**Document extract:**
—————
Protein folding, along with cell division, is one of nature's remarkable and intricate dances in the creation and re-creation of life. Specialized "chaperone" molecules protect and guide the amine-acid strands as they assume their precise three-dimensional protein configurations. As many as one third of formed protein molecules are folded improperly. These disfigured proteins must immediately be destroyed or they will rapidly accumulate, disrupting cellular functions on many levels.

Under normal circumstances, as soon as a misfolded protein is formed, it is tagged by a carrier molecule, ubiquitin, and escorted to a specialized proteosome, where it is broken back down into its component amino acids for recycling into new (correctly folded) proteins. As cells age, however, they produce less of the energy needed for optimal function of this mechanism. Accumulation of these misformed proteins aggregate into particles called protofibrils, which are though to underlie disease processes leading to Alzheimer's disease and other afflictions.10

The ability to simulate the three-dimensional waltz of atomic-level interactions will greatly accelerate our knowledge of how DNA sequences control life and disease. We will then be in a position to rapidly simulate drugs that intervene in any of the steps in this process, thereby hastening drug development and the creation of highly targeted drugs that minimize unwanted side effects.
—————
**Supplied records:**
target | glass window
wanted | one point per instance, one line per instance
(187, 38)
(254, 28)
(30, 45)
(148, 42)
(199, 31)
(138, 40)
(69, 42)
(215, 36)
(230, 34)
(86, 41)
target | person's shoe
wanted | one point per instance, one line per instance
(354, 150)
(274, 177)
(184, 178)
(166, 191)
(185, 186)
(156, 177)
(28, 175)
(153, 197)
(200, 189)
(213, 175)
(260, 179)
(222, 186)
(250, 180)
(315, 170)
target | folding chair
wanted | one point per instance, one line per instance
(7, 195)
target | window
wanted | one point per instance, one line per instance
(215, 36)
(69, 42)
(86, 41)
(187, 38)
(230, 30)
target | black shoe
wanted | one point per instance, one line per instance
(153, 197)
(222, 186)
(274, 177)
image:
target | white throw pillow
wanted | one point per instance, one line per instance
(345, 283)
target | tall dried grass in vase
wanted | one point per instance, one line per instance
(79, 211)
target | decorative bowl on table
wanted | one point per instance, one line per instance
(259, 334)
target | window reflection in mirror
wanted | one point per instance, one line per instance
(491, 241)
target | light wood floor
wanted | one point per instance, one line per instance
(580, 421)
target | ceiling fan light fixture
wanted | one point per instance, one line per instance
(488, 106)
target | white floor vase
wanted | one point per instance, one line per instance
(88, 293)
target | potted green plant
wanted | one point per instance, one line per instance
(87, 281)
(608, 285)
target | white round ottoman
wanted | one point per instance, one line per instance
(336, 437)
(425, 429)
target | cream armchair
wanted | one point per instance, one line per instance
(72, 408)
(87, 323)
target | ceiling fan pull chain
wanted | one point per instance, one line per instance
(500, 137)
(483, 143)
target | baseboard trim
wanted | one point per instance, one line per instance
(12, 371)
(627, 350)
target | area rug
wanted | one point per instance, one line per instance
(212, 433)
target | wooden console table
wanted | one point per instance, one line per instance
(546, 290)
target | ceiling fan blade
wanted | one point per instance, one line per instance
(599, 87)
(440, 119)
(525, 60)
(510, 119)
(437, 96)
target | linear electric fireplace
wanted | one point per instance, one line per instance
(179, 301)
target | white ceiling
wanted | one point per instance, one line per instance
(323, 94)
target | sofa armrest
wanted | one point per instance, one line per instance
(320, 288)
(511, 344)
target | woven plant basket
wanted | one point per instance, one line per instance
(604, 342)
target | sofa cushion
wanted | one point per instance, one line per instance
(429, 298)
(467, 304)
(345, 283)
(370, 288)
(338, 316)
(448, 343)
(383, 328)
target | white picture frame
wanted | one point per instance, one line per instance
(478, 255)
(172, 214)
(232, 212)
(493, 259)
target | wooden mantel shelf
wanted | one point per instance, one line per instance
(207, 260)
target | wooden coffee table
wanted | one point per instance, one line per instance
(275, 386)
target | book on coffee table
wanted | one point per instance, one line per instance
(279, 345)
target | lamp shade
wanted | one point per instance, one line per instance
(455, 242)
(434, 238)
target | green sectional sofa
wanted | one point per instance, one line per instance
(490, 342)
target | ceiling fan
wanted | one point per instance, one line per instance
—————
**Required work:**
A) List the benefits the protein folding text expects from being able to simulate atomic-level interactions.
B) Rewrite the paragraph of the protein folding text that begins "Under normal circumstances" as a short list, keeping its main facts.
C) Copy out the passage of the protein folding text starting with "Protein folding, along" and going on through "on many levels.".
The entries above stand apart from the text about protein folding.

**Answers by item:**
A)
- Faster knowledge of how DNA sequences control life and disease
- The ability to rapidly simulate drugs that intervene in any of the steps in this process
- Faster drug development
- Highly targeted drugs that minimize unwanted side effects

B)
- A misfolded protein is tagged by a carrier molecule, ubiquitin, as soon as it forms.
- Ubiquitin escorts it to a specialized proteosome.
- There it is broken down into its amino acids, which are recycled into new, correctly folded proteins.
- Aging cells produce less of the energy this mechanism needs.
- Misformed proteins then build up and clump into particles called protofibrils.
- Protofibrils are thought to underlie disease processes leading to Alzheimer's disease and other afflictions.

C)
Protein folding, along with cell division, is one of nature's remarkable and intricate dances in the creation and re-creation of life. Specialized "chaperone" molecules protect and guide the amine-acid strands as they assume their precise three-dimensional protein configurations. As many as one third of formed protein molecules are folded improperly. These disfigured proteins must immediately be destroyed or they will rapidly accumulate, disrupting cellular functions on many levels.